TASK: Reproduce the listing below word for word, omitting the pictures.

RECORDS FOR THIS EXERCISE:

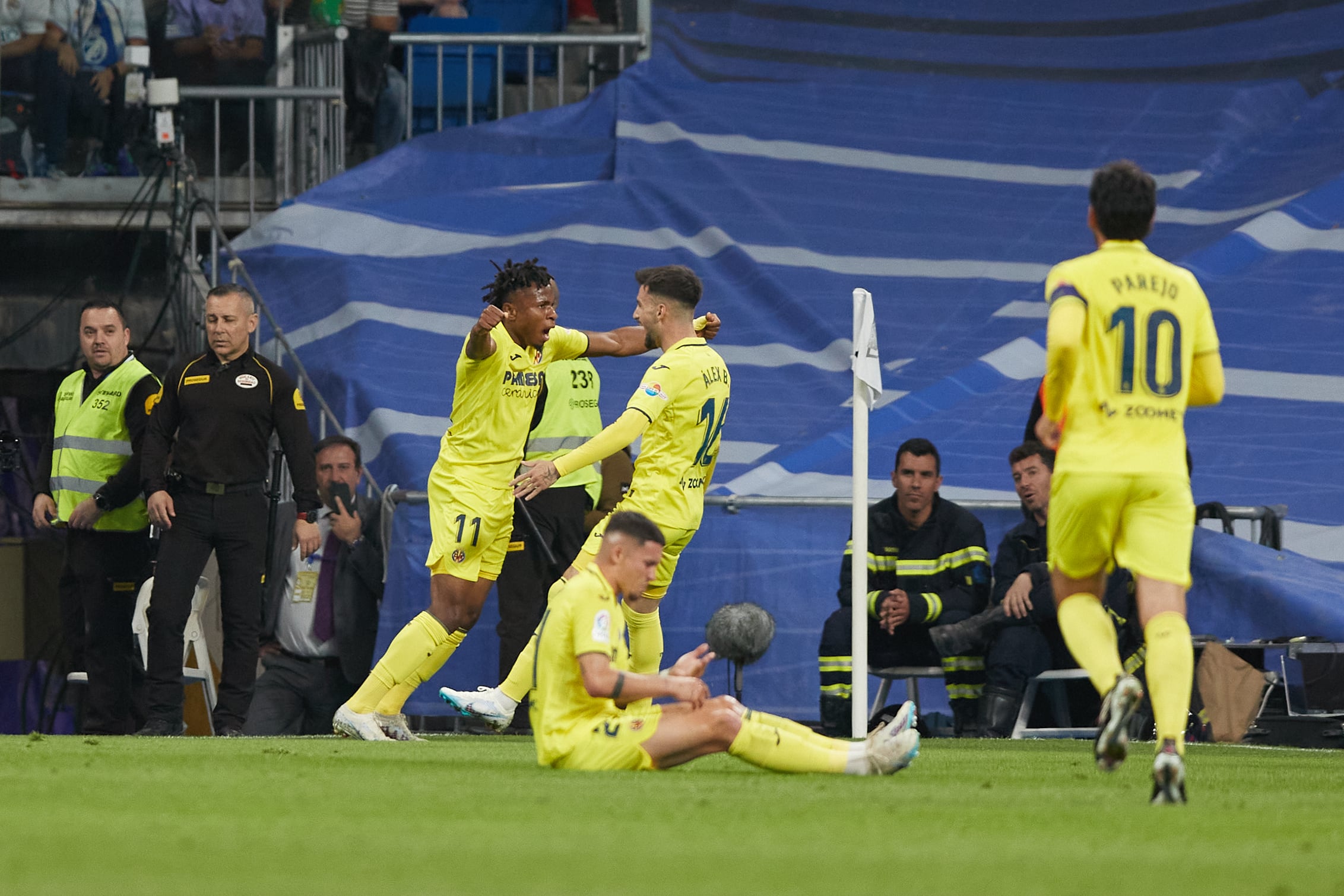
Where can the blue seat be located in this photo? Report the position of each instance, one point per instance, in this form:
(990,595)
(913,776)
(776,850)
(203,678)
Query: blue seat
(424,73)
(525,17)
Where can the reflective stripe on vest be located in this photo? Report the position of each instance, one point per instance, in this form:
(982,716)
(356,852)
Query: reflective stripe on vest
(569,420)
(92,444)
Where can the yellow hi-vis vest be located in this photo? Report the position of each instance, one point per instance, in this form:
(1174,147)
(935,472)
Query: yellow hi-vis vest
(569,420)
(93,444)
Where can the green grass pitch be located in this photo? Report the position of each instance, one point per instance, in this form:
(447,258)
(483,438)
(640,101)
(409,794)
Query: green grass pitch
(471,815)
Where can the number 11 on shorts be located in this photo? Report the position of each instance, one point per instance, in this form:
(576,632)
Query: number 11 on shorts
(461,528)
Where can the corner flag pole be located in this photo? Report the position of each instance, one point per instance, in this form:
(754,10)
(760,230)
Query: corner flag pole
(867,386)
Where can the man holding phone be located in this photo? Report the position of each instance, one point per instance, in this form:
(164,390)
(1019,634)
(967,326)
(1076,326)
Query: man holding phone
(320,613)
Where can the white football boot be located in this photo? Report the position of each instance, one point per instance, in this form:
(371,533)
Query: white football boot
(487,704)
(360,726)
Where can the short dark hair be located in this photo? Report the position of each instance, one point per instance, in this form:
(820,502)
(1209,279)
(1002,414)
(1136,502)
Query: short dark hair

FULL RESPONSE:
Where can the blue seat be located in this photo? Report the position of each instance, one point per instance, in this form:
(990,595)
(913,776)
(776,850)
(203,678)
Query: blue seat
(424,73)
(525,17)
Where can the reflective stripe on vest be located in this photo? Report the position of each instance, one point per instance, in this form:
(982,716)
(356,852)
Query: reflective stripe on vest
(569,420)
(92,444)
Where can the yellow hi-vis vest be located in this photo? Report the position of each instance, one point per instance, in this form:
(1174,147)
(935,472)
Query: yellow hi-vis vest
(569,420)
(93,444)
Where can the green grass pitch be located in this photo? Report the position of each instance, one point per instance, in this form:
(447,258)
(483,438)
(640,101)
(409,794)
Query: green grass pitch
(471,815)
Where can the number 11 on shorts be located in this photo? Report the position of each instance, one point per instance, in this form:
(576,632)
Query: number 11 on shorts
(461,528)
Where can the corner flag pole be located in this photo? Report the position of each instance, one point per instance, in this form:
(754,10)
(760,230)
Query: corner flag pole
(867,386)
Where can the man holding phone be located in this photo? Report the position of each instance, one point per instance, in this form:
(164,390)
(1019,634)
(967,326)
(1076,326)
Query: man holding phone
(320,613)
Where can the white football boot be located in this photo? Report the position of each instance, one point per instance, in this form:
(371,533)
Query: white football boot
(487,704)
(360,726)
Where can the short dark hair be located in this photo? Report the position of each instance, one point per instance, in this form:
(820,502)
(1209,279)
(1002,414)
(1136,502)
Query: short dark hair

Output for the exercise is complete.